ATTIVITÀ PREVISTE ->
[a] Secondo il brano scelto, qual è l'unico modo occidentale per affrontare "politicamente" i problemi della vita e della morte?
[b] Indichi se ciascuna affermazione concorda con il brano scelto, rispondendo sì o no e citando le parole del brano che lo stabiliscono: (i) Coscioni ha detto che è più ragionevole e amorevole correre il rischio della libertà; (ii) si può sapere davvero qualcosa senza essere liberi di sperimentarne gli effetti; (iii) il primato della libertà e quello della scienza sono il fondamento dell'identità politica dell'Occidente.

BRANO SCELTO ->
Perché Coscioni ha posto dunque una questione di “verità”? Perché ha messo politicamente in crisi il modello di risposta, l’illusione di difendersi dal pericolo ricorrendo ad una razionalità ideologica, ad una falsa coscienza, che chiama “razionale” ciò che meglio esorcizza la paura. Come si reagisce a Bin Laden? Riscoprendosi “cristiani”, anche se in quel modo, cristiani non lo siamo più, né possiamo esserlo. Come si combatte il “rischio -Frankestein” della manipolazione genetica? Resistendo alla sirena del progresso e al “capriccio” della speranza; vivendo, morendo e curandosi come si è sempre fatto, e accentando la “naturalità” del nostro destino, anche se da questa idea naturale e “impolitica” della vita e della morte ci siamo a tal punto affrancati e liberati da considerarla insopportabilmente blasfema. Di fronte al pericolo che l’evoluzione scientifica, prima di potere curare i malati produca tonnellate di pecore Dolly umane concepite da qualche pazzo, Coscioni ha detto che è più ragionevole e amorevole (per gli uomini e per l’umanità) correre il rischio della libertà. Ha imposto la contraddizione maieutica fra l’esigenza di essere quello che siamo e vogliamo essere (un mondo di uomini che vivono liberamente e che fanno a proprio rischio le scelte essenziali della vita) e l’illusione di tornare a essere quello che eravamo, quando non avevamo “questi problemi”, come se “questi problemi” dipendessero da un nostro incompreso tradimento.

Coscioni ha incarnato questa contraddizione e l’ha fatta camminare nel corpo della politica. La radicalità dell’alternativa posta da Coscioni è semplice: o la modernità accetta, con tutti i rischi del caso, di rimanere, anche di fronte al pericolo, il “campo della libertà” in cui ciascuno, per come può e sa, gioca la sua “partita con la verità”, oppure la nostra identità politica viene totalmente meno- e non saremmo più difesi, ma ancora più indeboliti da questa rinuncia: non saremo mai più forti rinunciando a sapere e ad usare rischiosamente del nostro sapere e della nostra libertà. Libertà e scienza sono l’unico modo occidentale per affrontare “politicamente” i problemi della vita e della morte. Non si può essere liberi senza sapere e senza mettere alla prova quello che sappiamo. E viceversa, non si può sapere davvero alcunché senza essere liberi di sperimentarne gli effetti e i pericoli. Il primato della libertà e quello della scienza (e il loro inestricabile legame) sono il fondamento dell’identità politica dell’Occidente. Il divorzio fra libertà e sapere non sarebbe solo la distruzione di quello che siamo, ma muterebbe i connotati essenziali della scienza e la sua stessa pericolosità. Da questo punto di vista, non ha solo ragione chi sostiene che, sul piano spirituale, il destino dell’Occidente è inscritto nell’evoluzione della scienza: ha ragione anche chi teme che il destino della scienza sia legato al destino dell’Occidente, e che tutt’altra sarebbe (e già è) una scienza totalmente sganciata dall’idea occidentale di libertà. Forse anche da questa radicalità “profetica” deriva l’impressione e lo sgomento che le parole di Coscioni e la sua morte hanno suscitato nella politica e nell’opinione pubblica italiana, che ha avuto modo di conoscerlo e di comprenderlo.

DATI DISPONIBILI ->

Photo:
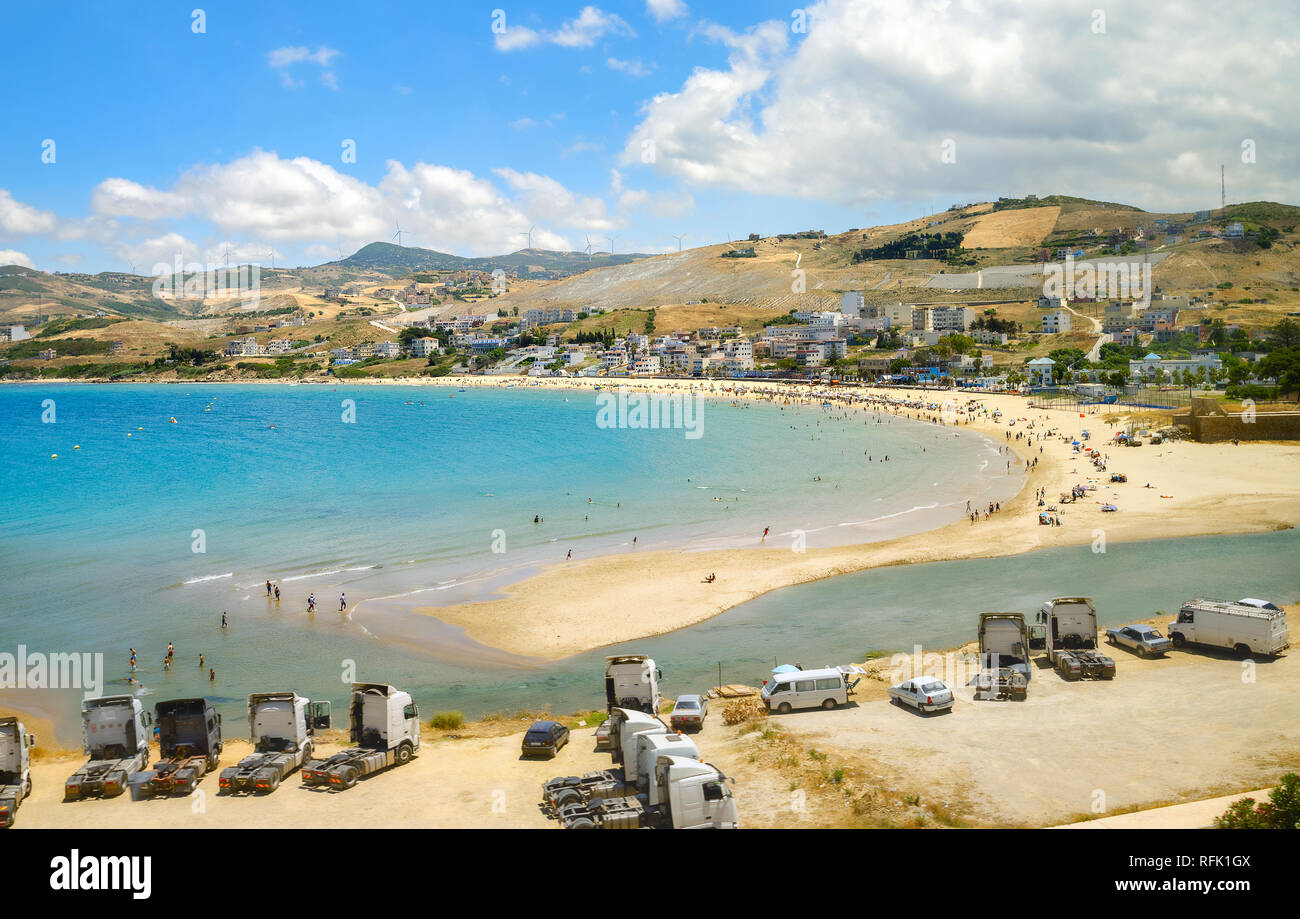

SOLUZIONI ->
[a] Libertà e scienza.

[b]
(i) Sì: «Coscioni ha detto che è più ragionevole e amorevole (per gli uomini e per l’umanità) correre il rischio della libertà».
(ii) No: «non si può sapere davvero alcunché senza essere liberi di sperimentarne gli effetti e i pericoli».
(iii) Sì: «Il primato della libertà e quello della scienza (e il loro inestricabile legame) sono il fondamento dell’identità politica dell’Occidente».